Problem description
Could you copy every one of the entries below line for line, without changing a single character?

------------------------

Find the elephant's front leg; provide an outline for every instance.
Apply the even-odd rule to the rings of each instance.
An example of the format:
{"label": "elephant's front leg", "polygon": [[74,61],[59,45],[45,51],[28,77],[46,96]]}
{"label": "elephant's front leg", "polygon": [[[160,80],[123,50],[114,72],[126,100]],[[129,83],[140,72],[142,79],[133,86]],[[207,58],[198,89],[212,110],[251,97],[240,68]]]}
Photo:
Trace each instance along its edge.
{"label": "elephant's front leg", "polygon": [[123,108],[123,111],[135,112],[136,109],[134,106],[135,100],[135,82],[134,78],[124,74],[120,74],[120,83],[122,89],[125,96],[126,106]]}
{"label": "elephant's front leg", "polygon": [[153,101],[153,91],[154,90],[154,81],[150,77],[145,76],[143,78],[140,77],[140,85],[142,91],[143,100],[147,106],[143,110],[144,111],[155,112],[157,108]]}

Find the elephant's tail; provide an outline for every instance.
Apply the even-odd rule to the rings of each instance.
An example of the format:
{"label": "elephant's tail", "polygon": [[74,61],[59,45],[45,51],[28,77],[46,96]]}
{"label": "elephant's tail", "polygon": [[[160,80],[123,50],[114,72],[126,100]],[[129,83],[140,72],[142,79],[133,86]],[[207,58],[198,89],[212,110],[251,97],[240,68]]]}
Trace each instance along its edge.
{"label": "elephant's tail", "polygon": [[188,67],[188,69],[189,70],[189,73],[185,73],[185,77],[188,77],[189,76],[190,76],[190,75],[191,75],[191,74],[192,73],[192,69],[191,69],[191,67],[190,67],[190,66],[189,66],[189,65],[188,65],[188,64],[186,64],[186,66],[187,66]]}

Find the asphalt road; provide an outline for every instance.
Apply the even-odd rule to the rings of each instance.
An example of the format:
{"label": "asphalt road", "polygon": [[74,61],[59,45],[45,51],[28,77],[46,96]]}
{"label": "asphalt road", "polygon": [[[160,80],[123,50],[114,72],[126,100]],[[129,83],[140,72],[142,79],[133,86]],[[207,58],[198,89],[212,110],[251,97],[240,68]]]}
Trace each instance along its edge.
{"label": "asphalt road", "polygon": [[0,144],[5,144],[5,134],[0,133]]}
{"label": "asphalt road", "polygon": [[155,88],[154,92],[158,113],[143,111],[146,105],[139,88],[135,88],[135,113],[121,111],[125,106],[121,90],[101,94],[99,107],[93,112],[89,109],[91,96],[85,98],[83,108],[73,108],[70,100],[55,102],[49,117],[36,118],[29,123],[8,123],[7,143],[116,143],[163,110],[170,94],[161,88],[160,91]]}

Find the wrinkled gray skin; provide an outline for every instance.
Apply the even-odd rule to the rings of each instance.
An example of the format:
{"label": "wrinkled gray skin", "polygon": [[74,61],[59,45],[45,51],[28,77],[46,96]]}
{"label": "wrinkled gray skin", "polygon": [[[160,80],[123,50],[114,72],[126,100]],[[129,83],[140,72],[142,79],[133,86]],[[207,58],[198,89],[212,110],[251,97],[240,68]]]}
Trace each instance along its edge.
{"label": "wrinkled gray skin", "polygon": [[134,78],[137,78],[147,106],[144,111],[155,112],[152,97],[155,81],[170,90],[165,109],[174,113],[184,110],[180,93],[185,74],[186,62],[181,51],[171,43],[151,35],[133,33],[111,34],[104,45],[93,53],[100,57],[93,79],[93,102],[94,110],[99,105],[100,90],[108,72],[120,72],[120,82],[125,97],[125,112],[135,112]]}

------------------------

Task solution
Find the elephant's front leg; provide an outline for every instance.
Apply the even-odd rule to the rings of each instance.
An example of the format:
{"label": "elephant's front leg", "polygon": [[74,61],[59,45],[45,51],[28,77],[46,96]]}
{"label": "elephant's front leg", "polygon": [[[160,80],[123,50],[114,72],[126,100]],[[129,83],[140,72],[142,79],[133,86]],[[207,58],[198,89],[212,110],[251,97],[240,68]]]}
Photo:
Trace each instance along its edge.
{"label": "elephant's front leg", "polygon": [[123,108],[123,111],[135,112],[136,109],[134,106],[135,100],[135,82],[134,78],[124,74],[120,74],[120,83],[122,89],[125,96],[126,106]]}
{"label": "elephant's front leg", "polygon": [[153,101],[153,91],[154,90],[154,81],[150,77],[145,76],[143,78],[140,77],[140,85],[142,91],[143,100],[147,106],[143,110],[144,111],[155,112],[157,108]]}

Find the elephant's tail; provide an outline for every instance.
Apply the even-odd rule to the rings of each instance.
An example of the format:
{"label": "elephant's tail", "polygon": [[74,61],[59,45],[45,51],[28,77],[46,96]]}
{"label": "elephant's tail", "polygon": [[[160,80],[123,50],[114,72],[126,100]],[[129,83],[140,72],[142,79],[133,86]],[[207,58],[198,89],[212,110],[251,97],[240,68]]]}
Trace each instance along its edge.
{"label": "elephant's tail", "polygon": [[188,67],[188,69],[189,70],[189,73],[185,73],[185,77],[188,77],[189,76],[190,76],[190,75],[191,75],[191,74],[192,73],[192,69],[191,69],[191,67],[190,67],[190,66],[189,66],[189,65],[188,65],[188,64],[186,64],[186,66],[187,66]]}

Find the asphalt road; provide an outline for every instance.
Apply the even-odd rule to the rings of each instance.
An example of the format:
{"label": "asphalt road", "polygon": [[74,61],[59,45],[45,51],[28,77],[46,96]]}
{"label": "asphalt road", "polygon": [[[160,80],[123,50],[114,72],[126,100]],[[129,83],[140,72],[142,79],[133,86]],[[207,58],[198,89],[212,110],[251,97],[240,68]]]}
Trace each instance along its edge.
{"label": "asphalt road", "polygon": [[0,144],[5,144],[5,134],[0,133]]}
{"label": "asphalt road", "polygon": [[155,88],[154,92],[158,113],[143,111],[146,105],[139,88],[135,88],[135,113],[121,111],[125,106],[121,90],[101,94],[99,107],[93,112],[89,109],[91,96],[85,98],[83,108],[73,108],[70,100],[55,102],[49,117],[36,118],[29,123],[8,123],[7,143],[116,143],[163,110],[170,94],[161,88],[160,91]]}

Find the wrinkled gray skin; provide an outline for every instance.
Apply the even-odd rule to the rings of each instance.
An example of the format:
{"label": "wrinkled gray skin", "polygon": [[74,61],[59,45],[45,51],[28,77],[46,96]]}
{"label": "wrinkled gray skin", "polygon": [[[160,80],[123,50],[114,72],[126,100]],[[129,83],[140,72],[142,79],[133,86]],[[207,58],[198,89],[212,110],[251,97],[240,68]]]}
Trace each instance along its edge.
{"label": "wrinkled gray skin", "polygon": [[134,78],[137,78],[147,106],[144,111],[155,112],[152,97],[155,81],[170,90],[165,109],[174,113],[184,110],[180,93],[185,74],[186,62],[181,51],[171,43],[151,35],[133,33],[111,34],[104,45],[93,53],[100,57],[93,79],[93,102],[94,110],[99,105],[100,90],[108,72],[120,72],[120,82],[125,97],[125,112],[135,112]]}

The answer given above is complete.